▸ What to work on
From the entries that follow, report every line in which "distant" occurs.

*** Opening Listed entries ***

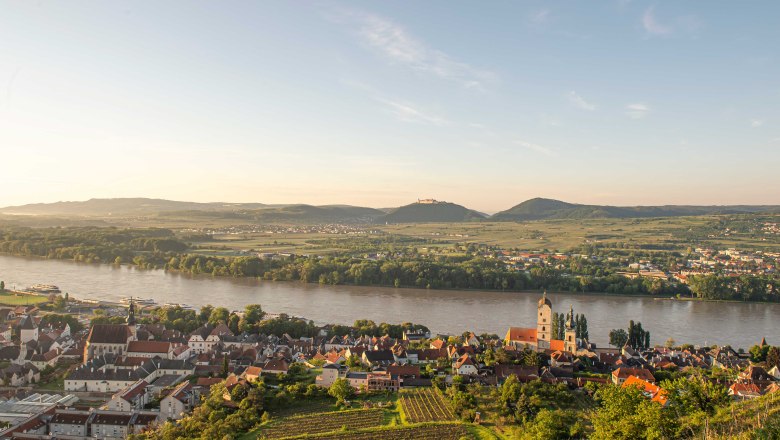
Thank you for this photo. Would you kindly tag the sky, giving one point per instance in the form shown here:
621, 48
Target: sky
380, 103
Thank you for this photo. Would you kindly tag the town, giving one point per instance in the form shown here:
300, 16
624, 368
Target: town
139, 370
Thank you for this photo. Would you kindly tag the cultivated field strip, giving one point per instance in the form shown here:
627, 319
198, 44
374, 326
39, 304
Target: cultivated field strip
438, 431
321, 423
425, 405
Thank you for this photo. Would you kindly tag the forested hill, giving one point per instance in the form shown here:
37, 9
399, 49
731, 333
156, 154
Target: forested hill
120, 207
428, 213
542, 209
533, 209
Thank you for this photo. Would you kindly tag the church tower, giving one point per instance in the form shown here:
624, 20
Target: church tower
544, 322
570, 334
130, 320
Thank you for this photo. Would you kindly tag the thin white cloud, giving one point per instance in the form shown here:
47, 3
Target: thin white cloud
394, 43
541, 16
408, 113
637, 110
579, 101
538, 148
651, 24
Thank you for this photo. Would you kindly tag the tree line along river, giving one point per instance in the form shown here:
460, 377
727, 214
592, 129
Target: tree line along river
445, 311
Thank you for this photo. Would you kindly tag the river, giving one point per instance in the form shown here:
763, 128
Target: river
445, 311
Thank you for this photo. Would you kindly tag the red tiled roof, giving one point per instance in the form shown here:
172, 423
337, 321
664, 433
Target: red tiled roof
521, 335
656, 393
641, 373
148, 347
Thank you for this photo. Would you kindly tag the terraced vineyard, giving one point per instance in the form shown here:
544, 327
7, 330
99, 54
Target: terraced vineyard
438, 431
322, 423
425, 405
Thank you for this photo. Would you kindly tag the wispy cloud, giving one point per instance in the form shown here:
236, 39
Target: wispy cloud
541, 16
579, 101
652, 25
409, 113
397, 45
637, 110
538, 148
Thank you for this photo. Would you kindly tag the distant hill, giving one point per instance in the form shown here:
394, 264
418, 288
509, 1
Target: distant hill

*** Closing Listed entries ***
*** Opening Listed entries ***

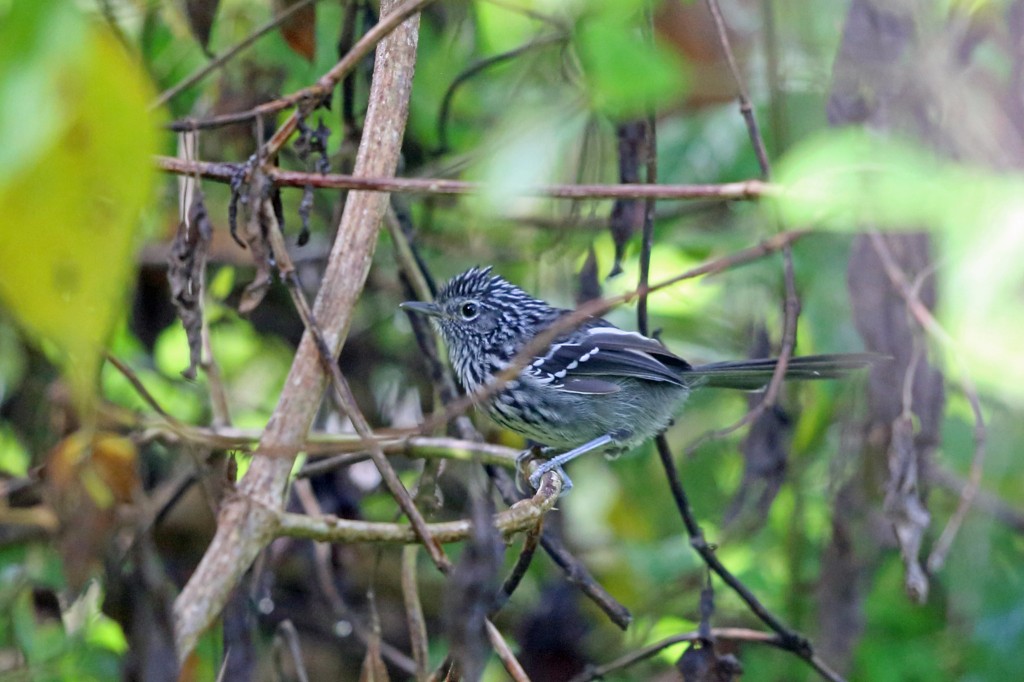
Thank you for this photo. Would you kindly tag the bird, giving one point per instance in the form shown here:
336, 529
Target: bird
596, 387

*** Closing Listed entries ***

▸ Answer area
Thank you for this photo. Would you kindly tag the distant hill, giving one point per instance in the form shown here:
Target: distant hill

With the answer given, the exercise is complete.